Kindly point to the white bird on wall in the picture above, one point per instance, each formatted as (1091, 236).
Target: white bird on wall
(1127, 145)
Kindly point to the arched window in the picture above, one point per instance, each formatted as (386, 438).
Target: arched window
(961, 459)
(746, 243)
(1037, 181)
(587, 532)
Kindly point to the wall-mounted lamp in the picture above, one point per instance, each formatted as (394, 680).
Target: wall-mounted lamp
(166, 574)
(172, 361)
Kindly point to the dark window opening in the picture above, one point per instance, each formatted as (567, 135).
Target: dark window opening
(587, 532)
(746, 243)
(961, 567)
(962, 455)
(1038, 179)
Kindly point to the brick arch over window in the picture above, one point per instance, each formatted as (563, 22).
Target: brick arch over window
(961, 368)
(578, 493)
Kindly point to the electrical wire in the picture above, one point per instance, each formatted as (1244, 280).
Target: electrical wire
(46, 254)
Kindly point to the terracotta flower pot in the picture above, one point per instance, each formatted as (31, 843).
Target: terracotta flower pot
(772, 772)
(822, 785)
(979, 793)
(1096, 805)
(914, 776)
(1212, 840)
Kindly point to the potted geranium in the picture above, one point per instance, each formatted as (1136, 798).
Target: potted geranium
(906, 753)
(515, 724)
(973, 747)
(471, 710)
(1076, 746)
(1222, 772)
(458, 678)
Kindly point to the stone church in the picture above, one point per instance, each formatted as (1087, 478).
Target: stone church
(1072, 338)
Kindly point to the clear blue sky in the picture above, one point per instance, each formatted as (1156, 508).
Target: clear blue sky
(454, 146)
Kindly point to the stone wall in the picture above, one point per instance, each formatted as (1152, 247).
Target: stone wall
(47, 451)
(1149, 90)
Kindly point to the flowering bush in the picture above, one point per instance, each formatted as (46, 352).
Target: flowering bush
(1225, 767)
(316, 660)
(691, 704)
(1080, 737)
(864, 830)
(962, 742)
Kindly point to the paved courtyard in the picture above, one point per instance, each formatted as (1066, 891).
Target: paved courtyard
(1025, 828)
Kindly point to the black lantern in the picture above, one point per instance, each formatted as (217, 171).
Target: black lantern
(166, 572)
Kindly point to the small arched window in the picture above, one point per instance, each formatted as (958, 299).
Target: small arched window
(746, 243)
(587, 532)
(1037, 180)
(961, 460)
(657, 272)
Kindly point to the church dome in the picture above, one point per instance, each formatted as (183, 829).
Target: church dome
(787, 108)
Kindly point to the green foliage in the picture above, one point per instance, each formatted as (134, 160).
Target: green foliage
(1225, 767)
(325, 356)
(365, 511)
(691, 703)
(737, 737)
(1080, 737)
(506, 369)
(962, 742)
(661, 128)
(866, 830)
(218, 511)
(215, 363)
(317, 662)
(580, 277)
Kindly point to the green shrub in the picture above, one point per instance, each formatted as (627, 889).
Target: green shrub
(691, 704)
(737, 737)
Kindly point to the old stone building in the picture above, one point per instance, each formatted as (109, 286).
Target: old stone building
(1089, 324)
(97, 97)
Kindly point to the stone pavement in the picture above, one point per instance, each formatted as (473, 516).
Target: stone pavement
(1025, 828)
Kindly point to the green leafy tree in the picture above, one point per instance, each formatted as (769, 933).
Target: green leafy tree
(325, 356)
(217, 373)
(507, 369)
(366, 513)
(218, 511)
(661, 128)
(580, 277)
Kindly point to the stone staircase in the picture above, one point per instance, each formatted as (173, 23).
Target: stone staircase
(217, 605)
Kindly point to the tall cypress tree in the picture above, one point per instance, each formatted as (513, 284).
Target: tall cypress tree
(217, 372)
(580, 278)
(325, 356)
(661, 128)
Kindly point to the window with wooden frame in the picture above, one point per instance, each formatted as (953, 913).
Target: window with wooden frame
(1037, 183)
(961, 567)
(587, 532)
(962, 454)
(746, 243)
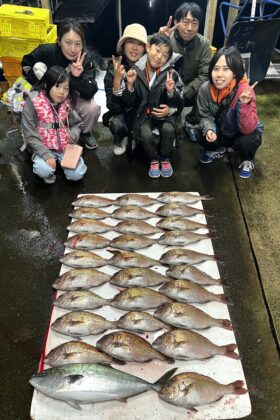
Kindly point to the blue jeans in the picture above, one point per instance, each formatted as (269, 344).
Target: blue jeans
(44, 170)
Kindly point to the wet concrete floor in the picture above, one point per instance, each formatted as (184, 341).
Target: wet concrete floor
(33, 220)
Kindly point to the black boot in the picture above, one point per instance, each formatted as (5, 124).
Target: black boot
(88, 140)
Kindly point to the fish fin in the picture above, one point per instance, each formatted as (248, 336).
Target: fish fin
(192, 409)
(225, 323)
(74, 405)
(71, 379)
(164, 378)
(229, 348)
(238, 387)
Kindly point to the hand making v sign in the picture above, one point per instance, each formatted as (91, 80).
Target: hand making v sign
(77, 66)
(246, 96)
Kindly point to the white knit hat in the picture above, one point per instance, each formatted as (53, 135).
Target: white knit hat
(39, 69)
(134, 31)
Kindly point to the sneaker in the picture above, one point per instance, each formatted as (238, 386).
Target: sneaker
(154, 171)
(50, 180)
(89, 141)
(246, 168)
(189, 129)
(166, 168)
(209, 157)
(120, 148)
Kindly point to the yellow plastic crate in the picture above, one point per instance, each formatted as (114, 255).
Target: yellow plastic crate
(17, 47)
(11, 67)
(24, 22)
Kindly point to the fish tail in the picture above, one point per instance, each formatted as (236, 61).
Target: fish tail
(164, 378)
(229, 351)
(225, 323)
(206, 197)
(238, 387)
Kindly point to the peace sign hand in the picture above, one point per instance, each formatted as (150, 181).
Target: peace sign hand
(167, 30)
(169, 84)
(246, 96)
(77, 67)
(119, 72)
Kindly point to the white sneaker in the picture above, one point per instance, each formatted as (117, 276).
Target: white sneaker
(119, 149)
(50, 180)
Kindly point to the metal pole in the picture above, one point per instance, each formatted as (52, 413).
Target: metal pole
(210, 19)
(119, 12)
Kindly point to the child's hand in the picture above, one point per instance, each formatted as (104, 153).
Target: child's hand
(169, 84)
(211, 136)
(131, 76)
(167, 30)
(52, 162)
(161, 112)
(246, 95)
(77, 67)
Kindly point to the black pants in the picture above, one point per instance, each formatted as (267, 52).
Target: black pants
(119, 126)
(192, 117)
(245, 145)
(157, 147)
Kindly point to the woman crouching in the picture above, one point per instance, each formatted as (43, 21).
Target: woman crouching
(49, 124)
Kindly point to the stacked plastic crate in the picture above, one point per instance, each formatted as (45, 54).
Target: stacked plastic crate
(21, 30)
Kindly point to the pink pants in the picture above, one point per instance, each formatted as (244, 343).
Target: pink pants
(89, 112)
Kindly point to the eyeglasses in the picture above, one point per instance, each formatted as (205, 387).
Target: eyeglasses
(187, 22)
(77, 45)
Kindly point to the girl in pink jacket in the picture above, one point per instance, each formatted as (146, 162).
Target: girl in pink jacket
(227, 107)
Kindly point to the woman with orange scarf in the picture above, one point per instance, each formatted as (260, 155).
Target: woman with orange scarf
(227, 107)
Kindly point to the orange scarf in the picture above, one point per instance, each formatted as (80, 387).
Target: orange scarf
(218, 95)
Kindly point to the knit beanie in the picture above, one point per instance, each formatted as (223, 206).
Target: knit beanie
(134, 31)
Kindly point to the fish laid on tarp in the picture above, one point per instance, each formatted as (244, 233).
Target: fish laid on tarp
(189, 272)
(185, 256)
(89, 213)
(191, 389)
(89, 226)
(178, 209)
(181, 237)
(83, 383)
(75, 300)
(189, 345)
(131, 259)
(179, 223)
(130, 241)
(138, 298)
(187, 291)
(83, 259)
(80, 278)
(139, 200)
(87, 241)
(181, 197)
(140, 322)
(81, 324)
(129, 347)
(131, 212)
(138, 277)
(136, 226)
(183, 315)
(91, 200)
(76, 352)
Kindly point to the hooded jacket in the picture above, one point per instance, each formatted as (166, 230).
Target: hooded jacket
(238, 118)
(193, 69)
(52, 55)
(144, 97)
(45, 129)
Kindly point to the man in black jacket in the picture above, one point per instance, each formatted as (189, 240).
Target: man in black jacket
(196, 52)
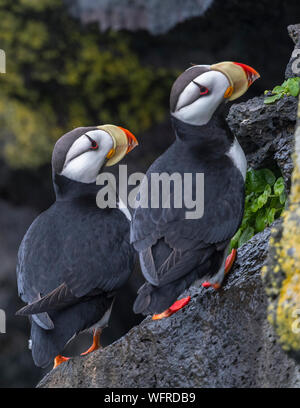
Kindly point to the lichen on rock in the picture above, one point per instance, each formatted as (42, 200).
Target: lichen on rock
(281, 275)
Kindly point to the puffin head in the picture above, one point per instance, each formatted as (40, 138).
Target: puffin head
(81, 153)
(198, 91)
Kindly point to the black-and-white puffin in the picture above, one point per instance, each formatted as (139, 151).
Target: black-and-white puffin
(75, 256)
(176, 252)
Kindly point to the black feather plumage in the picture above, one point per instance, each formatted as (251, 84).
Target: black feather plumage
(175, 251)
(71, 261)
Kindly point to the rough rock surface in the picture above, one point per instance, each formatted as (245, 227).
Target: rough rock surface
(282, 272)
(221, 339)
(156, 16)
(293, 67)
(266, 132)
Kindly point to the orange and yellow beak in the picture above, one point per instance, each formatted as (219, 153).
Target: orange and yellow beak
(124, 142)
(131, 139)
(240, 77)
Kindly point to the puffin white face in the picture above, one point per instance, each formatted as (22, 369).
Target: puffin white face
(201, 97)
(87, 155)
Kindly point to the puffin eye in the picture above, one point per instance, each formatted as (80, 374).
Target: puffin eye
(203, 89)
(94, 145)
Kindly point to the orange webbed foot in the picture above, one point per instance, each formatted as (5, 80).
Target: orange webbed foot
(60, 359)
(179, 304)
(96, 342)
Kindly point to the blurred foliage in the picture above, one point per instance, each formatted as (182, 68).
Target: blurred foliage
(290, 87)
(264, 202)
(61, 75)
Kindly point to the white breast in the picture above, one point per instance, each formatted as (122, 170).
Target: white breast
(238, 157)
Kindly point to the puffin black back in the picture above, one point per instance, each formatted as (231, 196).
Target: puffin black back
(75, 256)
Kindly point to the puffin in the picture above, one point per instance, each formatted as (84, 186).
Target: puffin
(75, 256)
(176, 251)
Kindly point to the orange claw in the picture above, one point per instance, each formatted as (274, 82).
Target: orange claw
(96, 342)
(228, 265)
(60, 359)
(179, 304)
(230, 260)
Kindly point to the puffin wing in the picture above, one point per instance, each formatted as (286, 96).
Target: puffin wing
(98, 255)
(168, 241)
(60, 265)
(39, 264)
(223, 211)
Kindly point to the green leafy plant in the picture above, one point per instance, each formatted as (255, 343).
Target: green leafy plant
(289, 87)
(264, 202)
(62, 74)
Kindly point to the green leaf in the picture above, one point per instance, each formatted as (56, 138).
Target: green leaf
(269, 176)
(279, 186)
(261, 220)
(263, 198)
(255, 181)
(282, 198)
(275, 203)
(255, 206)
(235, 239)
(271, 215)
(246, 235)
(293, 87)
(278, 89)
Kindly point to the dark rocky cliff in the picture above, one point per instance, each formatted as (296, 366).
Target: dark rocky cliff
(221, 339)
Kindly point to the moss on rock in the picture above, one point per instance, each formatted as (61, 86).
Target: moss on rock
(281, 275)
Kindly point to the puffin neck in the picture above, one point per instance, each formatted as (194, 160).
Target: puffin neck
(215, 131)
(67, 189)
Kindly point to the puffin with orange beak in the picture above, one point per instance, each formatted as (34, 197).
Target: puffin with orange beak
(75, 256)
(176, 252)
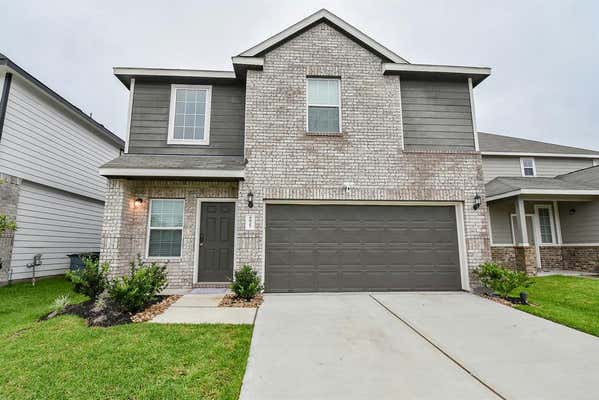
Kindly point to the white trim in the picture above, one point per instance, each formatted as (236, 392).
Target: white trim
(403, 142)
(572, 192)
(130, 114)
(248, 61)
(174, 72)
(171, 119)
(548, 207)
(526, 154)
(308, 105)
(522, 167)
(558, 224)
(149, 228)
(196, 241)
(189, 173)
(473, 115)
(322, 14)
(460, 224)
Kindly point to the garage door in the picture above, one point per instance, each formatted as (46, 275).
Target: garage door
(311, 248)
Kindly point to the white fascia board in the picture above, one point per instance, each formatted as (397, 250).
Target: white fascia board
(524, 154)
(448, 69)
(183, 73)
(335, 20)
(569, 192)
(249, 61)
(175, 172)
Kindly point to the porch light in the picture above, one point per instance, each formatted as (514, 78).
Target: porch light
(250, 199)
(477, 199)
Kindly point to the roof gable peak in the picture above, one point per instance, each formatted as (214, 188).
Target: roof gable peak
(311, 20)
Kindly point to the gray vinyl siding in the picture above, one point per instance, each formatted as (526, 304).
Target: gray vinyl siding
(548, 167)
(150, 114)
(42, 142)
(436, 115)
(583, 226)
(54, 224)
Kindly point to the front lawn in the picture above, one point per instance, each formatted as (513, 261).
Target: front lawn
(568, 300)
(64, 359)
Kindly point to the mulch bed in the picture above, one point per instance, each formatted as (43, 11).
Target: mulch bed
(104, 313)
(230, 300)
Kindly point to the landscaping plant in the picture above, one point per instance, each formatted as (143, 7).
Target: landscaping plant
(501, 280)
(247, 283)
(140, 286)
(91, 279)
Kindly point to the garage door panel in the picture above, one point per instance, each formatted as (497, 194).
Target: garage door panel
(361, 248)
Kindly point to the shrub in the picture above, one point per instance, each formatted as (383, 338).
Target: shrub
(132, 292)
(91, 279)
(60, 303)
(501, 280)
(247, 283)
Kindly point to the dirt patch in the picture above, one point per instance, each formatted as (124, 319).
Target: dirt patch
(105, 313)
(155, 309)
(230, 300)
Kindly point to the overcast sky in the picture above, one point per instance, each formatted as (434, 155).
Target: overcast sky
(544, 54)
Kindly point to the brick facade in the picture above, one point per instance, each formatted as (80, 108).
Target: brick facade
(285, 163)
(125, 226)
(9, 201)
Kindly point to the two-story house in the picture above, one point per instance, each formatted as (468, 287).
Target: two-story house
(50, 152)
(323, 159)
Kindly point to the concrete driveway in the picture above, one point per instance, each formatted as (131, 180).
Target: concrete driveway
(413, 346)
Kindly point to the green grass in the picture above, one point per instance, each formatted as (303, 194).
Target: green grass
(567, 300)
(64, 359)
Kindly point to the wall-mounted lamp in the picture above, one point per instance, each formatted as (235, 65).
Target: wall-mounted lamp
(250, 199)
(476, 204)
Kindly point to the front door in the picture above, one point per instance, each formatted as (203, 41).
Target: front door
(217, 226)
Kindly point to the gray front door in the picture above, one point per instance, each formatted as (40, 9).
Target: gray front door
(313, 248)
(217, 225)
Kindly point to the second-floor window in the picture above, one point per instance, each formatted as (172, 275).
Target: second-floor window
(324, 105)
(528, 167)
(189, 118)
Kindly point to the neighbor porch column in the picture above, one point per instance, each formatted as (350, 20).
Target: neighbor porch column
(521, 218)
(558, 226)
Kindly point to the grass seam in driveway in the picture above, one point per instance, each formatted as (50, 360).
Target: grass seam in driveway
(445, 353)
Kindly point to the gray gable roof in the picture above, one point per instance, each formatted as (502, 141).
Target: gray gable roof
(489, 142)
(7, 62)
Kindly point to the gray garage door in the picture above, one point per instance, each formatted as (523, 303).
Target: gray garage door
(312, 248)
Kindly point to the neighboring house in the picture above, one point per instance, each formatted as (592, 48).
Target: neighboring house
(50, 152)
(324, 160)
(543, 202)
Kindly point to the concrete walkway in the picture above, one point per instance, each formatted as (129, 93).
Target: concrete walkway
(413, 346)
(203, 309)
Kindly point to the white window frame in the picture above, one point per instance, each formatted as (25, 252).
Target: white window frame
(308, 105)
(549, 208)
(149, 230)
(534, 166)
(171, 119)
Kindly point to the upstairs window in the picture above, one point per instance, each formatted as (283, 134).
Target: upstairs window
(528, 167)
(324, 105)
(165, 228)
(189, 118)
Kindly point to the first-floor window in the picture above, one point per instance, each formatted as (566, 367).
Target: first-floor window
(166, 227)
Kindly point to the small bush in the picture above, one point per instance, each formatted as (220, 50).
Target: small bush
(91, 279)
(247, 283)
(501, 280)
(132, 292)
(60, 303)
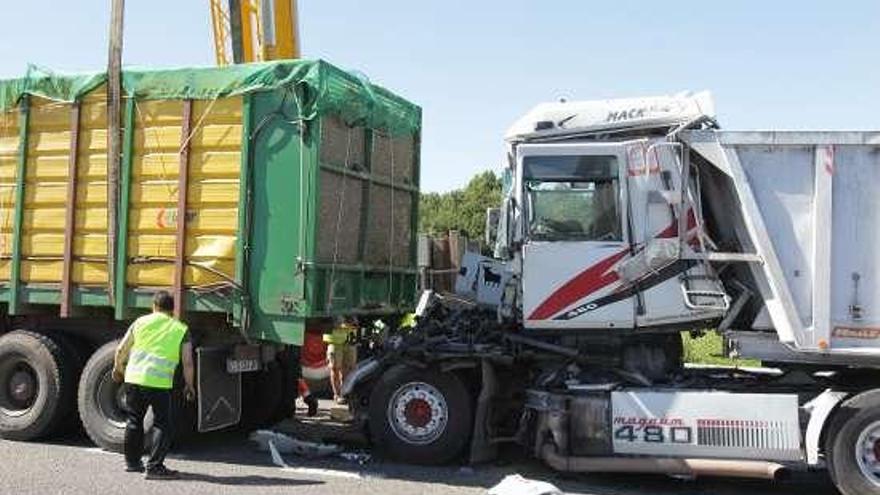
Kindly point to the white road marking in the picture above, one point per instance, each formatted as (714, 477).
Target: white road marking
(279, 461)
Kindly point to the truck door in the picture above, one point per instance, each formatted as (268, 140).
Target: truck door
(574, 206)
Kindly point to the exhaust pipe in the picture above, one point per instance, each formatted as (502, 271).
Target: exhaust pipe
(664, 465)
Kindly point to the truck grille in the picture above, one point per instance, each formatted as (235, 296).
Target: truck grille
(765, 435)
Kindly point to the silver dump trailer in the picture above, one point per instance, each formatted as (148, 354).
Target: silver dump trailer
(806, 205)
(624, 224)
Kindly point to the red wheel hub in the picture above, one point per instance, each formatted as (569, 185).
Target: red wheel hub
(418, 412)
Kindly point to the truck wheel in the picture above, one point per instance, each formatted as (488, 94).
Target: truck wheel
(75, 359)
(853, 445)
(420, 416)
(102, 402)
(36, 386)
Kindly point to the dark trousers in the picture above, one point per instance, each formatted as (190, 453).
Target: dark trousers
(138, 399)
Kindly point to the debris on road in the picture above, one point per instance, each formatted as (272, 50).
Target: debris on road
(285, 444)
(358, 457)
(515, 484)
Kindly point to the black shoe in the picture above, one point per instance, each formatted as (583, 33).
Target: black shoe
(161, 473)
(312, 402)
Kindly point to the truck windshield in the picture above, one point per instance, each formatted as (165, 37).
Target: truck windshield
(573, 198)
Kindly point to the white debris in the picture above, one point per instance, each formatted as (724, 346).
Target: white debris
(279, 461)
(515, 484)
(358, 457)
(285, 444)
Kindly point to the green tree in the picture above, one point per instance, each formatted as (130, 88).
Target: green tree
(461, 209)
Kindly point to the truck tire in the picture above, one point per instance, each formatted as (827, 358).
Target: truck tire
(853, 445)
(420, 416)
(102, 401)
(36, 386)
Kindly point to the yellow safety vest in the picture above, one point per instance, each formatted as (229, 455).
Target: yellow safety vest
(339, 335)
(156, 351)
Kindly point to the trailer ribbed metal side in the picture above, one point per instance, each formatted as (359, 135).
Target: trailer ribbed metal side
(297, 181)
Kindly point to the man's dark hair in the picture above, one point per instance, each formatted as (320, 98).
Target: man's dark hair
(163, 301)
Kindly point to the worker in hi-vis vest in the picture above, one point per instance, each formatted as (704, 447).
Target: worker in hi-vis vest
(146, 360)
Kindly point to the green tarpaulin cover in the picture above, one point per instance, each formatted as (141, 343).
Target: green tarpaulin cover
(323, 89)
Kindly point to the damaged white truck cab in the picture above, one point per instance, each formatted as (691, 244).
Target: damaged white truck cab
(624, 223)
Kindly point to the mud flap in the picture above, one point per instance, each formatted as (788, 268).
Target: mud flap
(219, 391)
(483, 449)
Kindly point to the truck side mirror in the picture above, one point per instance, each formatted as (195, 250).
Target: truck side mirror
(493, 215)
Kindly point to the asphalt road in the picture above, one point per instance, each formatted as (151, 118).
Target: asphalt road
(229, 463)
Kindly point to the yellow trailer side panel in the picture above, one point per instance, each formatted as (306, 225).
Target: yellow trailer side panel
(8, 162)
(90, 233)
(212, 194)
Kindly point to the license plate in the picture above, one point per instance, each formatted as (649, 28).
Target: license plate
(242, 365)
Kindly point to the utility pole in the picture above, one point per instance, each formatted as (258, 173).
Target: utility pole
(114, 136)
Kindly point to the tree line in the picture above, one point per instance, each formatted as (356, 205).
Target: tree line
(461, 209)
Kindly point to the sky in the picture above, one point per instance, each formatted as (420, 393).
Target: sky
# # # # #
*Task requirements*
What are the lines above, starting at the one with "Kindly point to the clear" and ending at the one with "Kindly point to the flowering"? Give them again exactly, and only them.

*Solution for this exercise*
Kindly point to the clear blue sky in the picture above, one point per instance, each formatted as (1156, 508).
Target: clear blue sky
(454, 146)
Kindly point to the stone wall in the picture above, one point per instance, each formatted as (1152, 247).
Target: stone wall
(47, 451)
(1149, 90)
Kindly point to the flowering bush in the picture above, one point per instance, each formatted as (46, 352).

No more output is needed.